──────── SOURCE EXCERPT

[U-Boot] [PATCH v3 05/29] dm: spi: Add a uclass for SPI

Jagan Teki jagannadh.teki at gmail.com
Sat Oct 11 20:06:16 CEST 2014


Hi Simon,

On 11 October 2014 23:13, Simon Glass <sjg at chromium.org> wrote:
> Hi Jagan,
>
> On 11 October 2014 11:33, Jagan Teki <jagannadh.teki at gmail.com> wrote:
>> Hi Simon,
>>
>> On 11 October 2014 04:56, Simon Glass <sjg at chromium.org> wrote:
>>> Hi Jagan,
>>>
>>> On 10 October 2014 12:37, Jagan Teki <jagannadh.teki at gmail.com> wrote:
>>>> Hi Simon,
>>>>
>>>> On 10 October 2014 23:35, Simon Glass <sjg at chromium.org> wrote:
>>>>> Hi Jagan,
>>>>>
>>>>> On 10 October 2014 11:31, Jagan Teki <jagannadh.teki at gmail.com> wrote:
>>>>>> Hi Simon,
>>>>>>
>>>>>> Can you please see my comments below, I'm relating more about cs and bus
>>>>>> valid scenario which is available on current drivers wrt dm-spi.
>>>>>>
>>>>>> On 30 September 2014 01:05, Simon Glass <sjg at chromium.org> wrote:
>>>>>>> Add a uclass which provides access to SPI buses and includes operations
>>>>>>> required by SPI.

────────────────
──────── SUPPLIED ENTRIES

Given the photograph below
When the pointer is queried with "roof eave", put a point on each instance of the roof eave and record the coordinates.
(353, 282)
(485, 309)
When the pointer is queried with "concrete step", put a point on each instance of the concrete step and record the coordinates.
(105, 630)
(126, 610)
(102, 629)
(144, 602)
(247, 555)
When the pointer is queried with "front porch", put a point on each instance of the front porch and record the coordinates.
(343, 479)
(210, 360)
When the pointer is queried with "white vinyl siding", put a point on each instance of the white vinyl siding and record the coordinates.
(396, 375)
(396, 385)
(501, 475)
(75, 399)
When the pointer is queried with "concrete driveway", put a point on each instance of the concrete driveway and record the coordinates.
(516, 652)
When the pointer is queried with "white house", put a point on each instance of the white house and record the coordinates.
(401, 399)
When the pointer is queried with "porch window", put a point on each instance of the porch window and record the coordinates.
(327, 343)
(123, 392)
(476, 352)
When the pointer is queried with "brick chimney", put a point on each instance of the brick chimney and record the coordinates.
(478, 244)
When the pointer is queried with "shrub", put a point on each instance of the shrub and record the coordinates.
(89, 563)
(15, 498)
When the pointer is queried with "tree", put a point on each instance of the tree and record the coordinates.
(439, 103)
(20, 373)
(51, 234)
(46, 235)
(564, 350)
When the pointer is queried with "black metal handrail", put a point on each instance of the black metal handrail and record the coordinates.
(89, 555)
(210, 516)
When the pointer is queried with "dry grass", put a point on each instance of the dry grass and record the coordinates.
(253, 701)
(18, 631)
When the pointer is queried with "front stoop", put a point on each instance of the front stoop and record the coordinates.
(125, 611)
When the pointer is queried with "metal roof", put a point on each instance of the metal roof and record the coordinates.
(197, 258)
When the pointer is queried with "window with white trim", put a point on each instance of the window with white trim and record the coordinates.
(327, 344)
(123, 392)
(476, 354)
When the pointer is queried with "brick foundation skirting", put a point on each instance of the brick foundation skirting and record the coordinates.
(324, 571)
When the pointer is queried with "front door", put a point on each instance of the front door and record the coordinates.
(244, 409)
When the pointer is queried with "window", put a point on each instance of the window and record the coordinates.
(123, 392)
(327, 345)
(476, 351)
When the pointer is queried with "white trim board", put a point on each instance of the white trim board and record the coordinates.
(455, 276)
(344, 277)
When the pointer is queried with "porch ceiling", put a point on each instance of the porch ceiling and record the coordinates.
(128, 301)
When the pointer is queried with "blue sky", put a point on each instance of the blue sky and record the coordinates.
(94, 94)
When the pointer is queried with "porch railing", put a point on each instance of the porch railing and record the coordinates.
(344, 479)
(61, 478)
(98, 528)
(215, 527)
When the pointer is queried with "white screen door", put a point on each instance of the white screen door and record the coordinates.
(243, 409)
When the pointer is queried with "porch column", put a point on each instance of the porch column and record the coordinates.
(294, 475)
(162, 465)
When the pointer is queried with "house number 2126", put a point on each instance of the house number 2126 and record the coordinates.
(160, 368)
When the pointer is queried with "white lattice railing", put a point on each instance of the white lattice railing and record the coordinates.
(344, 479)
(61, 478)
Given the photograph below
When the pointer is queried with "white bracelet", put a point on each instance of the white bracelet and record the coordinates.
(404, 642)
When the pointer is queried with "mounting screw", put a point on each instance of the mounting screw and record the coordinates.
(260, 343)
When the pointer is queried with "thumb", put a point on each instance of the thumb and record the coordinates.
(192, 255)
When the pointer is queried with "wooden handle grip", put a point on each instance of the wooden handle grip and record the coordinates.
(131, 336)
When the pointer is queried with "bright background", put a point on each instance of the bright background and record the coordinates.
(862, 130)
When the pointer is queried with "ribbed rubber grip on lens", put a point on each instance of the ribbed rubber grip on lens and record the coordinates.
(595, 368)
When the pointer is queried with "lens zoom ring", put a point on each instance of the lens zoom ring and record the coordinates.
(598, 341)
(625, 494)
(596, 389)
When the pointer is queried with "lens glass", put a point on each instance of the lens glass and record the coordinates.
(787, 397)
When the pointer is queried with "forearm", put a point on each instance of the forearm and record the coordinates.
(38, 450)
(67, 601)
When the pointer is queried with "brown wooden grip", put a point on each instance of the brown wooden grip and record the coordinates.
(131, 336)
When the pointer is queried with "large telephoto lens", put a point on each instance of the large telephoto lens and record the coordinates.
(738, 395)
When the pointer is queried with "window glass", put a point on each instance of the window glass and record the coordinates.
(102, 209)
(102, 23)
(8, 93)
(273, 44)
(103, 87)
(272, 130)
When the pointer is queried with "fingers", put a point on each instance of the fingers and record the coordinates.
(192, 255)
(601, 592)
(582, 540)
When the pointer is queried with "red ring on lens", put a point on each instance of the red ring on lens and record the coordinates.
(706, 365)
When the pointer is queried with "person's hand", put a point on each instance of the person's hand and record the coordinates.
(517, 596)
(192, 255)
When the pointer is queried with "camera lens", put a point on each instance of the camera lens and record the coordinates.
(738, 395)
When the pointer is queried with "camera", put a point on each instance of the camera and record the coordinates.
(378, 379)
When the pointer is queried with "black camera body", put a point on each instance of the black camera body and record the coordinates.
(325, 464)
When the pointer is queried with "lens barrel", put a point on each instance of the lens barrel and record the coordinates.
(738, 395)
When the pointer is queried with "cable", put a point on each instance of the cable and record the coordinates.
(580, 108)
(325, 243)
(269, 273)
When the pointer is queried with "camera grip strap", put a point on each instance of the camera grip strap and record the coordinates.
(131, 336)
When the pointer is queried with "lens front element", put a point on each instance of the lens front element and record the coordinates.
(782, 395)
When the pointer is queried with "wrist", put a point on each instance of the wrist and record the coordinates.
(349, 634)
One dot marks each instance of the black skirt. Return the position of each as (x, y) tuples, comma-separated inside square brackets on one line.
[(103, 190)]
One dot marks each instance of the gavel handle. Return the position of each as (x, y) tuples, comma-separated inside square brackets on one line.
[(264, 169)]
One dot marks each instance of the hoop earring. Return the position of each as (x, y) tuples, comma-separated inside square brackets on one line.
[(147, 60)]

────────────────

PROBLEM SET:
• 1. In the mailing-list thread, rewrite the paragraph that begins "Can you please see my comments below" as a shorter single sentence, keeping its main facts.
• 2. Say whether each statement agrees with the mailing-list thread, and quote the deciding words for each:
(a) The patch under discussion is version 3.
(b) The proposed uclass provides access to I2C buses.
(c) The top message was sent on a Sunday.

RESPONSES:
• 1. Simon is asked to review the comments below, which concern the cs and bus valid scenario in current drivers with respect to dm-spi.

• 2.
(a) Yes: "[PATCH v3 05/29]"
(b) No: "Add a uclass which provides access to SPI buses"
(c) No: "Sat Oct 11 20:06:16 CEST 2014"